## START DATA

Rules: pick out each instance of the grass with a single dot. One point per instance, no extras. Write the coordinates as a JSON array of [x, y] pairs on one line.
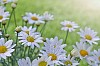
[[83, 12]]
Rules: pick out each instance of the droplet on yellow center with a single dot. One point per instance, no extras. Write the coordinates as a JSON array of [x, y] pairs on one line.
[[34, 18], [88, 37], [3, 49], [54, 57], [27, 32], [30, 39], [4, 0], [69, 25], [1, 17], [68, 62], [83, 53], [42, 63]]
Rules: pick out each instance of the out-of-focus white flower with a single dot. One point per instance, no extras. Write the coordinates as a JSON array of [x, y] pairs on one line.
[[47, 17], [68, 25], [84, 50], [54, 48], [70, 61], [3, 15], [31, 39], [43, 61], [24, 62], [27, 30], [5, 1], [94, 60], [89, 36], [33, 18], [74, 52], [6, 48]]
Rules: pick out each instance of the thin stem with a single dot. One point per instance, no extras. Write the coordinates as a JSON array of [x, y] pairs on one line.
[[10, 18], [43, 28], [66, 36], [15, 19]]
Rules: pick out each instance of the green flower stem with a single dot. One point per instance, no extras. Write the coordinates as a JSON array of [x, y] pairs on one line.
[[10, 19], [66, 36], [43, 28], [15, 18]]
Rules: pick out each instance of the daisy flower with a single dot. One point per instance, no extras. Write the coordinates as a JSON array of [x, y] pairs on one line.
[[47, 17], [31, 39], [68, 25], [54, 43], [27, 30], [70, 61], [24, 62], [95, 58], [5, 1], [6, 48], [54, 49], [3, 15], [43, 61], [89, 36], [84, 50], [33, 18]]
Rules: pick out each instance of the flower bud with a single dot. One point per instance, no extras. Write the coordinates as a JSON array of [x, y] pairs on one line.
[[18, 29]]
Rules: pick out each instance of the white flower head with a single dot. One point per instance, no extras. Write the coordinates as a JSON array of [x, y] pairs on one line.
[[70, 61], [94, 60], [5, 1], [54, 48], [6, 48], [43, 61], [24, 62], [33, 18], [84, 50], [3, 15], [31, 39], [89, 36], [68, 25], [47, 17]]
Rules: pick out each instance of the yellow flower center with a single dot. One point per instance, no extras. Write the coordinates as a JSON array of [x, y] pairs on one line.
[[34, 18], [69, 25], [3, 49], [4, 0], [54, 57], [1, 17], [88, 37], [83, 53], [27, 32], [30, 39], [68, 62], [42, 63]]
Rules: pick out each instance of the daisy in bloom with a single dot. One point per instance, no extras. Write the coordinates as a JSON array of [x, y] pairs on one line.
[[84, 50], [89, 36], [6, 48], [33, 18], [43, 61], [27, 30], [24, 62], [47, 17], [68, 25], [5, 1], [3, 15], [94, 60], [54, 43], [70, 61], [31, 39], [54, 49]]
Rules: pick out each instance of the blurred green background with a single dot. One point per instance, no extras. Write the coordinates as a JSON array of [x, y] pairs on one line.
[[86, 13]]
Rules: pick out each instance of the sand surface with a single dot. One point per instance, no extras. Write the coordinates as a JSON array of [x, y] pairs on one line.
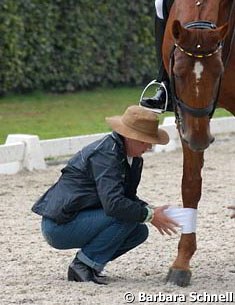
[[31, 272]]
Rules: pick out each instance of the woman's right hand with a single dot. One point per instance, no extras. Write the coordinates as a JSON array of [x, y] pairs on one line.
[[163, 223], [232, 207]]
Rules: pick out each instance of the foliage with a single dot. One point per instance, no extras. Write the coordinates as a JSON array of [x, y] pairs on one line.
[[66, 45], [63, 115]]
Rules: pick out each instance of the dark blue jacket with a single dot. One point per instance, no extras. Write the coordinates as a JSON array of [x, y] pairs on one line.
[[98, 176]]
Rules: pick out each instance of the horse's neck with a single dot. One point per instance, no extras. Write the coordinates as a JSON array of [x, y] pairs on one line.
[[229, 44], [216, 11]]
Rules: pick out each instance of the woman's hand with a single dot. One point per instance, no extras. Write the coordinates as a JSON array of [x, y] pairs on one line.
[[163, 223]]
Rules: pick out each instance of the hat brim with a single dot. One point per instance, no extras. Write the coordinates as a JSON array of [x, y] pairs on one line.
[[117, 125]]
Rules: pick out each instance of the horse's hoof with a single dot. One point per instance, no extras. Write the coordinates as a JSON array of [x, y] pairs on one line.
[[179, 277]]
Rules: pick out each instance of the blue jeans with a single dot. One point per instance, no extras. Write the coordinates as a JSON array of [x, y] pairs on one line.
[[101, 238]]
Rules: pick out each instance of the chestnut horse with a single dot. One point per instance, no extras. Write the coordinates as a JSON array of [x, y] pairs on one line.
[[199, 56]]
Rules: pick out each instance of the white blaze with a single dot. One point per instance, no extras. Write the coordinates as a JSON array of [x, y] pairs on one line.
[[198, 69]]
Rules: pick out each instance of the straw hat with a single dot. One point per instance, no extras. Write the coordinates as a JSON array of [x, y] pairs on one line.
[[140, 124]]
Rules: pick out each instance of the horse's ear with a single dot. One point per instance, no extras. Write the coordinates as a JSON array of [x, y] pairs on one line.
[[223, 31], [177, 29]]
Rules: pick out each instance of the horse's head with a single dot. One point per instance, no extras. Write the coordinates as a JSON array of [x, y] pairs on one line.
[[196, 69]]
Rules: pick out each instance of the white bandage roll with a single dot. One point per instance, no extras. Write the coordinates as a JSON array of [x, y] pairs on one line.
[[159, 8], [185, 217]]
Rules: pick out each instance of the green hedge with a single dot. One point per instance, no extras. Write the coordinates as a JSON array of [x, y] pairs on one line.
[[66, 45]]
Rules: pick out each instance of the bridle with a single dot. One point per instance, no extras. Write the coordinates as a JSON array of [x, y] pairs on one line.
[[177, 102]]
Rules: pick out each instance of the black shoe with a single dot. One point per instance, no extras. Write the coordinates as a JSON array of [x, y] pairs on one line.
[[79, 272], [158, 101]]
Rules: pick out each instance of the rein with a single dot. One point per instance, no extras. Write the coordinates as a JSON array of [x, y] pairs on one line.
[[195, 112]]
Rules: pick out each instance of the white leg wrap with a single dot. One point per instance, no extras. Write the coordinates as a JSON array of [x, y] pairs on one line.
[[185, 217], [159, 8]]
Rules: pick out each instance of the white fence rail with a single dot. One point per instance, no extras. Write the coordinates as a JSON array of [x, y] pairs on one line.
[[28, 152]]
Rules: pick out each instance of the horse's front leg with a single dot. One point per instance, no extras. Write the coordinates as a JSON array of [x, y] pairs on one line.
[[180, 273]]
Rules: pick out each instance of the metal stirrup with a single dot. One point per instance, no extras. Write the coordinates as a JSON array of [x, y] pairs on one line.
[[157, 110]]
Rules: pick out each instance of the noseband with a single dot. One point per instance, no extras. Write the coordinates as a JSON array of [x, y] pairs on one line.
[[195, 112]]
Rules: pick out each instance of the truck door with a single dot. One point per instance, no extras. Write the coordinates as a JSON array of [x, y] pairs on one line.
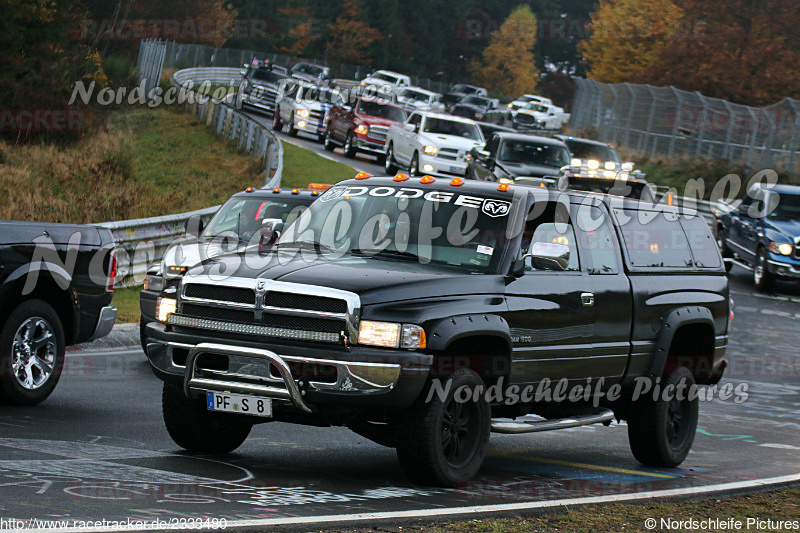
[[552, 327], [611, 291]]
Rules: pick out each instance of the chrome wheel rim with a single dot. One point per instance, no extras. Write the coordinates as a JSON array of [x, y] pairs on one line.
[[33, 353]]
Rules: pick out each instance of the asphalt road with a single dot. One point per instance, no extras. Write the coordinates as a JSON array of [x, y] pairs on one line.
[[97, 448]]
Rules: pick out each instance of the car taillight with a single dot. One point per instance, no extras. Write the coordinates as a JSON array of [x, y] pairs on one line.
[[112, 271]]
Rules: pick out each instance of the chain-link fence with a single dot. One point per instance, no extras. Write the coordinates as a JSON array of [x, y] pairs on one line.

## END DATA

_PROBLEM_:
Put each line of the records above into a Markdown table with the columns Row and Record line, numbering the rows and skipping blank lines. Leave the pictures out.

_THE ANSWER_:
| Row | Record line |
|---|---|
| 1 | Rules: pick out each instance of the grass with a single dot. One point per instance, no extras. Write the coordinates as a JSON array of [x, y] pairs on one line. |
| 2 | [[83, 12]] |
| 3 | Rules: pick out each instance of the droplet on yellow center with a single dot. One point per instance, no extras. Write the coordinates as a JSON array of [x, y] pairs on one line. |
| 4 | [[34, 18], [88, 37], [3, 49], [54, 57], [27, 32], [30, 39], [4, 0], [69, 25], [1, 17], [68, 62], [83, 53], [42, 63]] |
| 5 | Rules: pick out each instance of the out-of-focus white flower with a single dot. One point per instance, no extras. Write the coordinates as a JSON array of [x, y] pairs on one line. |
| 6 | [[47, 17], [68, 25], [84, 50], [54, 48], [70, 61], [3, 15], [31, 39], [43, 61], [24, 62], [27, 30], [5, 1], [94, 60], [89, 36], [33, 18], [74, 52], [6, 48]] |
| 7 | Rules: pick out each instance of the thin stem with a single dot. One point per instance, no extras. Write the coordinates as a JSON array of [x, y] pairs on one line. |
| 8 | [[10, 18], [43, 28], [66, 36], [15, 19]] |
| 9 | Rules: pick out each instance of the green flower stem with a single dot. One point per instance, no extras. Write the coordinates as a JSON array of [x, y] pairs on one line. |
| 10 | [[10, 19], [66, 36], [43, 28], [15, 18]] |
| 11 | Rules: pick out each instance of the daisy flower with a single dot. One point per instance, no extras. Write the coordinates as a JSON array of [x, y] pairs on one line. |
| 12 | [[47, 17], [31, 39], [68, 25], [54, 43], [27, 30], [70, 61], [24, 62], [95, 58], [5, 1], [6, 48], [54, 49], [3, 15], [43, 61], [89, 36], [84, 50], [33, 18]] |
| 13 | Rules: pick out each instance of the flower bud with a single dot. One point per instance, no extras. Write the coordinates as a JSON array of [x, y] pairs on one line. |
| 14 | [[18, 29]] |
| 15 | Rules: pick out each instance of the white flower head with a single dot. One point per instance, no extras. Write the coordinates as a JSON array of [x, y] pairs on one line. |
| 16 | [[70, 61], [94, 60], [5, 1], [54, 48], [6, 48], [43, 61], [24, 62], [33, 18], [84, 50], [3, 15], [31, 39], [89, 36], [68, 25], [47, 17]] |
| 17 | Rules: pick out each instance of the yellow flower center with a single dot. One point per instance, no extras. Write the coordinates as a JSON array of [x, y] pairs on one line. |
| 18 | [[34, 18], [69, 25], [3, 49], [4, 0], [54, 57], [1, 17], [88, 37], [83, 53], [27, 32], [30, 39], [68, 62], [42, 63]] |
| 19 | Rules: pick out each instance of the daisy in bloom with a single dot. One point per instance, no extras. Write the coordinates as a JSON array of [x, y] pairs on one line. |
| 20 | [[84, 50], [89, 36], [6, 48], [33, 18], [43, 61], [27, 30], [24, 62], [47, 17], [68, 25], [5, 1], [3, 15], [94, 60], [54, 43], [70, 61], [31, 39], [54, 49]] |
| 21 | Rules: pick out each instance of the blurred green background with a single dot. One point per instance, no extras. Write the coordinates as a JSON array of [x, y] pairs on one line. |
| 22 | [[86, 13]] |
| 23 | Rules: pick out each instance of the sand surface with a single dot. One point per instance, no extras. Write the coordinates as a JSON array of [x, y] pairs on one line. |
| 24 | [[31, 272]] |
| 25 | Rules: pick out each instance of the woman's right hand with a single dot. One point per instance, no extras. Write the coordinates as a JSON array of [x, y] pairs on one line. |
| 26 | [[163, 223], [232, 207]] |
| 27 | Rules: pick out each instance of the foliage with a single dot. One point per instance, no extras. Write the coordinates as a JSON array of [x, y] pairs on one line. |
| 28 | [[66, 45], [63, 115]] |
| 29 | Rules: pick out each instance of the dark blue jacket with a single dot. One point per instance, no extras. Write the coordinates as a JSON array of [x, y] pairs on one line. |
| 30 | [[98, 176]] |
| 31 | Rules: pick out each instance of the horse's neck with a single dot. One point per instance, no extras. Write the coordinates as a JSON array of [x, y] pairs on one line. |
| 32 | [[229, 44], [216, 11]] |
| 33 | Rules: pick out each instance of the woman's hand with a single dot. One point per instance, no extras. Write the coordinates as a JSON array of [x, y] pairs on one line. |
| 34 | [[163, 223]] |
| 35 | Rules: pick out each instance of the hat brim with a single dot. One point per instance, no extras. Write the coordinates as a JSON array of [x, y] pairs on one line. |
| 36 | [[117, 125]] |
| 37 | Rules: pick out each instance of the horse's hoof with a single dot. One point per instance, no extras. Write the coordinates as a JSON array of [x, y] pairs on one line. |
| 38 | [[179, 277]] |
| 39 | Rules: pick out each instance of the blue jeans with a single dot. One point per instance, no extras. Write the coordinates as a JSON array of [x, y] pairs on one line. |
| 40 | [[101, 238]] |
| 41 | Rules: pick out each instance of the chestnut horse with a single dot. One point per instance, no extras. Write the coordinates as a JSON array of [x, y] pairs on one line. |
| 42 | [[199, 56]] |
| 43 | Rules: pick out each instance of the white blaze with a single dot. One point per instance, no extras. Write the coordinates as a JSON array of [x, y] pairs on one line. |
| 44 | [[198, 69]] |
| 45 | Rules: pick out each instance of the straw hat with a single dot. One point per instance, no extras. Write the coordinates as a JSON array of [x, y] pairs on one line. |
| 46 | [[140, 124]] |
| 47 | Rules: pick out each instance of the horse's ear with a single dot. One point per instance, no extras. Write the coordinates as a JSON array of [x, y] pairs on one line. |
| 48 | [[223, 31], [177, 29]] |
| 49 | Rules: pick out each instance of the horse's head with a single dot. One point per instance, no extras. Write the coordinates as a JSON array of [x, y] pairs on one line. |
| 50 | [[196, 69]] |
| 51 | Rules: pick out each instance of the white bandage roll with a single dot. One point per instance, no extras. Write the coordinates as a JSON array of [x, y] pairs on one line. |
| 52 | [[159, 8], [185, 217]] |
| 53 | Rules: pick out each instance of the green hedge with a single dot. One point per instance, no extras. Write the coordinates as a JSON array of [x, y] pairs on one line. |
| 54 | [[66, 45]] |
| 55 | Rules: pick out each instance of the bridle with a single dot. One point per instance, no extras. Write the coordinates as a JSON array of [x, y] pairs on one line. |
| 56 | [[177, 102]] |
| 57 | Rules: pick out each instance of the black shoe with a single dot. One point per instance, no extras. Write the coordinates as a JSON array of [x, y] pairs on one line. |
| 58 | [[79, 272], [158, 101]] |
| 59 | Rules: pick out each instance of the rein with a single dot. One point per instance, no extras. Write the coordinates as a JSON array of [x, y] pairs on one line. |
| 60 | [[195, 112]] |
| 61 | Rules: pick out each instance of the white leg wrap with a single dot. One point per instance, no extras. Write the coordinates as a JSON array of [x, y] pairs on one line. |
| 62 | [[185, 217], [159, 8]] |
| 63 | Rules: pick out each instance of the white fence rail with a single dot. One point per instance, no extras. Write the coordinates as a JSON array of [x, y] pairs on one line. |
| 64 | [[28, 152]] |
| 65 | Rules: pick out each instance of the horse's front leg with a single dot. One point per instance, no extras. Write the coordinates as a JSON array of [x, y] pairs on one line. |
| 66 | [[180, 273]] |
| 67 | Rules: pick out each instance of the metal stirrup with a single dot. One point per instance, no extras. Write the coordinates as a JSON array of [x, y] pairs on one line. |
| 68 | [[157, 110]] |
| 69 | Rules: pick out each instance of the noseband with a single dot. One point per instance, no extras. Write the coordinates as a JSON array of [x, y] pairs on one line. |
| 70 | [[195, 112]] |
| 71 | Rules: pick out each instance of the truck door with a single dot. One point per instance, no extras. Write the coordinates as a JSON array of [x, y] pairs on one line. |
| 72 | [[552, 327], [611, 291]] |
| 73 | Rules: pick out each instance of the chrome wheel rim with a single dot. One point per instance, no extras. Write the coordinates as a JSON array of [x, y] pairs on one line. |
| 74 | [[33, 353]] |
| 75 | Rules: pick out each instance of the asphalt road with a single dot. One point per instance, no extras. Write the coordinates as a JSON array of [x, y] pairs on one line. |
| 76 | [[97, 448]] |
| 77 | Rules: pick out each instance of the car taillight with a single dot. One point per instance, no extras. Write the coordinates as a JSON array of [x, y] pairs on one line. |
| 78 | [[112, 271]] |
| 79 | Rules: pick out each instance of the chain-link fence with a single dot. One point per instance, no extras. Write the coordinates as a JSON array of [x, y] pairs on one line. |